What is needed:
Write out each entry word for word.

Dataset extract:
---------------
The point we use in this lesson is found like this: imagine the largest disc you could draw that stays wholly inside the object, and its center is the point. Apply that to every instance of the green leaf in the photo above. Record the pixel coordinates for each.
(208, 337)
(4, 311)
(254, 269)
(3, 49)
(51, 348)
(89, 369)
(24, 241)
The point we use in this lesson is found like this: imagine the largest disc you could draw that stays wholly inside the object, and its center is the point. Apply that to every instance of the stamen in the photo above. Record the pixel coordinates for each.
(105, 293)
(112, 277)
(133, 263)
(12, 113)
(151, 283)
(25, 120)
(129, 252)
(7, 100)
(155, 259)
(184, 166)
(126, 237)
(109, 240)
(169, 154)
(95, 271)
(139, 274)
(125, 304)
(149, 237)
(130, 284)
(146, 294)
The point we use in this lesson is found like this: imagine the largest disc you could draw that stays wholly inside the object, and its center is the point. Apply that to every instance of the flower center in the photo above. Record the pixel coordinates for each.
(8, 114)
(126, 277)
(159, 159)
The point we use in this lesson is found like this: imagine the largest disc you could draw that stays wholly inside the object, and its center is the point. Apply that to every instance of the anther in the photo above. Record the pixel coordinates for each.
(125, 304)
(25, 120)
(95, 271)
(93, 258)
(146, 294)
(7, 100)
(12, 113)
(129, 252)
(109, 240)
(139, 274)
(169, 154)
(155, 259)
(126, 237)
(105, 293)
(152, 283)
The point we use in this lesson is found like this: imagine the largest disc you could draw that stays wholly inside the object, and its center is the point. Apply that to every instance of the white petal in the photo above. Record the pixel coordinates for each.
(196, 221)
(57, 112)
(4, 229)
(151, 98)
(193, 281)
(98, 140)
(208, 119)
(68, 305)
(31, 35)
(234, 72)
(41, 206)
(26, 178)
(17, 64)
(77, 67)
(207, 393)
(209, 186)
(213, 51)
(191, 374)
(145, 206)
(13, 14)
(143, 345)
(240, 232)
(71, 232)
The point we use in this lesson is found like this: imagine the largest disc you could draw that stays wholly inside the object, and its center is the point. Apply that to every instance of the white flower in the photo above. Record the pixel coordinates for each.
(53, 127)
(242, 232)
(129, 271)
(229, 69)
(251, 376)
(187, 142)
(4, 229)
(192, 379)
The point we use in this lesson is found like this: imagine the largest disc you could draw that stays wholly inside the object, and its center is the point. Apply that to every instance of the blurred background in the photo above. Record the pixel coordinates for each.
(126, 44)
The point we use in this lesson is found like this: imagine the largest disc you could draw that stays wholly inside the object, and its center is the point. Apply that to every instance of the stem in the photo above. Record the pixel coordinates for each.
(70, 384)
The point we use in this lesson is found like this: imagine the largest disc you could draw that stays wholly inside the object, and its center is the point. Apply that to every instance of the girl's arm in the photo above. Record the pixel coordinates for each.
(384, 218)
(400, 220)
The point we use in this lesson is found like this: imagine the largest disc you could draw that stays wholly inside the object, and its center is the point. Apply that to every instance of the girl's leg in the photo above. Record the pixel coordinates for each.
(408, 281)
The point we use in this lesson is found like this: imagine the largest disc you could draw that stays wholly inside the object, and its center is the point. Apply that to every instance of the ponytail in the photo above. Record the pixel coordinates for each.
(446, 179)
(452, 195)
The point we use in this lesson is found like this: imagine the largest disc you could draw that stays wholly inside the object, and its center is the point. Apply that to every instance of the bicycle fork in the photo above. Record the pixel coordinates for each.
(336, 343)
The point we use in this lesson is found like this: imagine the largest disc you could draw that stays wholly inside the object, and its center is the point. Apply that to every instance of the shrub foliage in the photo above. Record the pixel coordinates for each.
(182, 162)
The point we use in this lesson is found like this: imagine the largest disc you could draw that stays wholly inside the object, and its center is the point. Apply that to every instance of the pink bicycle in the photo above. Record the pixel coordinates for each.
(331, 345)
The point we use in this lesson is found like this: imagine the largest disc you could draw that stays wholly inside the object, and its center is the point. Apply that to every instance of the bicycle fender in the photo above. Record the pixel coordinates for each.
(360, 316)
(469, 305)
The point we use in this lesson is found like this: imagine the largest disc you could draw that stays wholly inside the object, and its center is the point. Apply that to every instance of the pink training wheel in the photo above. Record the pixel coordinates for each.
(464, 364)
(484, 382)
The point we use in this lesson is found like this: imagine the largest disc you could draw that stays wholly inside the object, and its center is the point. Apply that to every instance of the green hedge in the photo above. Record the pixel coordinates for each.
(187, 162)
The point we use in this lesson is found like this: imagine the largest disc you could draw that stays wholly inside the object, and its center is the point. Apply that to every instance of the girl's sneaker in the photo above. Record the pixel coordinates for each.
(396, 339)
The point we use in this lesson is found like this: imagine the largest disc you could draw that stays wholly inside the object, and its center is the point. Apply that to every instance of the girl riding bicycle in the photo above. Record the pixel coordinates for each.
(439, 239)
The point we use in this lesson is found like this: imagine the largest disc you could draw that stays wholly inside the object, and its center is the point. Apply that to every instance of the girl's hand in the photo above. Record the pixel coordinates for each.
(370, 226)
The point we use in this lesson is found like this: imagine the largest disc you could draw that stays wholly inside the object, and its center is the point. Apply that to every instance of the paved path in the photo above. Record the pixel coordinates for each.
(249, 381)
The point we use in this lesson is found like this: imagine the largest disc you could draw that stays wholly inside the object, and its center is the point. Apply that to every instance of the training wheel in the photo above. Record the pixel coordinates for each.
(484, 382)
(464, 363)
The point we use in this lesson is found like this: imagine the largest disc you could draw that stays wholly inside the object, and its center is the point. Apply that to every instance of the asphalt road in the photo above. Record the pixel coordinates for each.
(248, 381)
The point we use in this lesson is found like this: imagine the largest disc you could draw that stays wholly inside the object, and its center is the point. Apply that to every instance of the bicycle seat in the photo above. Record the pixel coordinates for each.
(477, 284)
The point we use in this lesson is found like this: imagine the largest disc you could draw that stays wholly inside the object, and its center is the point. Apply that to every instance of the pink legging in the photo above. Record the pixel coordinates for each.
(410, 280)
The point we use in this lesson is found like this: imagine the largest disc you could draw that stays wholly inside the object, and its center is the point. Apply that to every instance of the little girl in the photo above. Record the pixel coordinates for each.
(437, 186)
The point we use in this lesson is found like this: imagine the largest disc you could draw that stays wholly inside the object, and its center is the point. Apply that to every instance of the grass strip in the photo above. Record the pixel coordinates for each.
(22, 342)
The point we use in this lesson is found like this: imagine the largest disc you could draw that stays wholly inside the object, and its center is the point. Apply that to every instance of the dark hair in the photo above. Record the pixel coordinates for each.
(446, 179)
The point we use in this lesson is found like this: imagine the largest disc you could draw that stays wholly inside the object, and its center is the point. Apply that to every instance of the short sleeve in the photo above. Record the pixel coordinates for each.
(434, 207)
---------------
Written response:
The point we use in this lesson is found like this: imagine the largest disc you could draw that stays wholly inside the object, and its center is the point. Apply that to every instance of the green leaf in the photo above. Record the pixel coordinates for each.
(208, 337)
(4, 311)
(254, 269)
(3, 49)
(51, 348)
(89, 369)
(24, 241)
The point we use in this lesson is found like this: imagine the largest disc you could draw that stays wholly inside the object, and its center is the point. Apply that to every instance of the stamen in the photo above. Record the pixel coordinates for each.
(105, 293)
(112, 277)
(133, 263)
(12, 113)
(151, 283)
(25, 120)
(129, 252)
(7, 100)
(155, 259)
(184, 166)
(126, 237)
(109, 240)
(169, 154)
(95, 271)
(139, 274)
(125, 304)
(149, 237)
(130, 284)
(146, 294)
The point we use in this lesson is found like this: imagine the largest disc you could draw that stays wholly inside the object, and its center is the point. Apply that to every instance of the flower center in the photo above. Record the pixel coordinates for each.
(8, 114)
(126, 277)
(159, 159)
The point we use in this lesson is found like this: imagine the largest disc you could draw that stays wholly inside the object, and its center is the point. Apply that to every instance of the anther in the photo above. Record the pixel coordinates for each.
(125, 304)
(25, 120)
(95, 271)
(93, 258)
(146, 294)
(7, 100)
(12, 113)
(129, 252)
(109, 240)
(139, 274)
(169, 154)
(155, 259)
(126, 237)
(105, 293)
(152, 283)
The point we use in this lesson is found like this: imagine the largest disc you could draw that stays wholly inside the object, and its center is the point. Apply that to every instance of the white petal in the photo above. Record the pixel coordinates for each.
(196, 221)
(57, 112)
(4, 229)
(151, 98)
(193, 281)
(98, 140)
(208, 119)
(68, 305)
(31, 35)
(234, 72)
(41, 206)
(26, 178)
(17, 64)
(77, 67)
(207, 393)
(209, 186)
(213, 51)
(191, 374)
(145, 206)
(13, 14)
(143, 345)
(240, 232)
(71, 232)
The point we use in this lesson is found like this: imagine the largest disc you could draw that stays wholly inside the object, and its center is the point. Apply that to every instance of the white flower in the photo above. Record the pixel coordinates for each.
(53, 127)
(242, 232)
(129, 271)
(229, 69)
(251, 376)
(187, 142)
(4, 229)
(192, 379)
The point we use in this lesson is found like this: imagine the largest disc you could draw that stays wholly inside the object, and its center is the point. Apply that to every instance of the blurred background in the photo above. Record the pixel coordinates for each.
(126, 44)
The point we use in this lesson is found like this: imagine the largest disc you could draw that stays wholly inside the object, and its center is the point. Apply that to every instance of the stem in the photo above. Record the pixel coordinates for each.
(70, 384)
The point we use in this lesson is found like this: imagine the largest disc you could draw that stays wholly inside the object, and its center is the point. Apply that to every instance of the girl's arm in the photo above. Record the pixel coordinates for each.
(384, 218)
(400, 220)
The point we use in this lesson is found like this: imagine the largest disc you could draw that stays wholly inside the object, and its center is the point. Apply that to every instance of the girl's leg in the photo above. Record the pixel coordinates for each.
(408, 281)
The point we use in this lesson is found like this: imagine the largest disc you could draw that stays wholly inside the object, and its center is the point. Apply that to every instance of the ponytail in the photo above. Record the pixel coordinates for each.
(446, 179)
(452, 195)
The point we use in this lesson is found like this: imagine the largest disc you could draw that stays wholly inside the object, and its center is the point. Apply that to every instance of the bicycle fork in the photo above. Record the pixel coordinates for each.
(336, 343)
The point we use in this lesson is found like this: imagine the largest disc you could draw that stays wholly inside the object, and its center is the point. Apply that to every instance of the shrub foliage in the photo above. Record the pixel coordinates for each.
(182, 162)
The point we use in this lesson is found like this: imagine the largest disc you could draw that stays wholly inside the object, and its center is the point. Apply that to every instance of the pink bicycle in the photo above. Record the pixel coordinates for each.
(331, 345)
The point we use in this lesson is found like this: imagine the largest disc you could draw that stays wholly inside the object, and its center is the point. Apply that to every instance of the bicycle fender in the photo above. Record the pixel coordinates for each.
(360, 316)
(469, 305)
The point we use in this lesson is found like this: imagine the largest disc you could draw that stays wholly inside the object, and its center is the point. Apply that to every instance of the pink training wheel in the photo above. Record the pixel coordinates for each.
(464, 364)
(484, 382)
The point we use in this lesson is found like this: imagine the largest disc you could draw that stays wholly inside the object, and its center is the point. Apply that to every instance of the green hedge in the photo above. Record the pixel coordinates for each.
(187, 162)
The point we use in this lesson is found like this: imagine the largest disc you could draw that stays wholly inside the object, and its center is the point. Apply that to every instance of the girl's sneaker in the photo above. Record the pixel coordinates for each.
(396, 339)
The point we use in this lesson is found like this: imagine the largest disc you could draw that stays wholly inside the object, and its center is the point. Apply that to every instance of the girl riding bicycle in the photo above. Record the pixel coordinates for each.
(439, 239)
The point we use in this lesson is found like this: imagine the largest disc you could draw that stays wholly inside the object, and its center is the point. Apply that to every instance of the girl's hand in the photo above. Record the pixel coordinates for each.
(370, 226)
The point we use in this lesson is found like this: imagine the largest disc you could draw that stays wholly inside the object, and its center is the point. Apply that to every instance of the paved path in the photo above. Record the pixel coordinates for each.
(249, 381)
The point we use in this lesson is found like this: imagine the largest disc you could draw that stays wholly inside the object, and its center is the point. Apply that to every instance of the training wheel in the photo above. Record the pixel coordinates for each.
(484, 382)
(464, 363)
The point we use in this lesson is found like this: imagine the largest disc you could draw that stays wholly inside the object, and its center is the point. Apply that to every instance of the asphalt road in the photo above. Record the pixel coordinates for each.
(248, 381)
The point we use in this lesson is found like this: imagine the largest disc you could draw that stays wholly inside the object, and its center is the point. Apply that to every instance of the bicycle seat in the photo above. Record the pixel coordinates for each.
(477, 284)
The point we use in this lesson is found like this: imagine the largest disc you could draw that stays wholly inside the object, and its center is the point. Apply that to every instance of the pink legging in the photo above. Record the pixel coordinates for each.
(410, 280)
The point we use in this lesson is found like this: imagine the largest disc you could draw that stays wholly inside the object, and its center is the point. Apply that to every instance of the little girl in the photo above. Record the pixel coordinates for each.
(437, 186)
The point we use in this lesson is found like this: imagine the largest disc you could draw that stays wholly inside the object, and its center is the point. Apply that to every instance of the grass strip in the photo above. Record the pixel coordinates for each.
(22, 342)
The point we use in this lesson is found like this: imagine the largest disc you could draw that stays wholly inside the object, and its center is the point. Apply that to every instance of the dark hair in the photo above. Record the pixel coordinates for each.
(446, 179)
The point we use in this lesson is found like this: imagine the largest disc you could draw that stays wholly inside the object, and its center is the point. Apply that to every instance of the short sleeve in the photo above. Record the pixel coordinates for each.
(434, 207)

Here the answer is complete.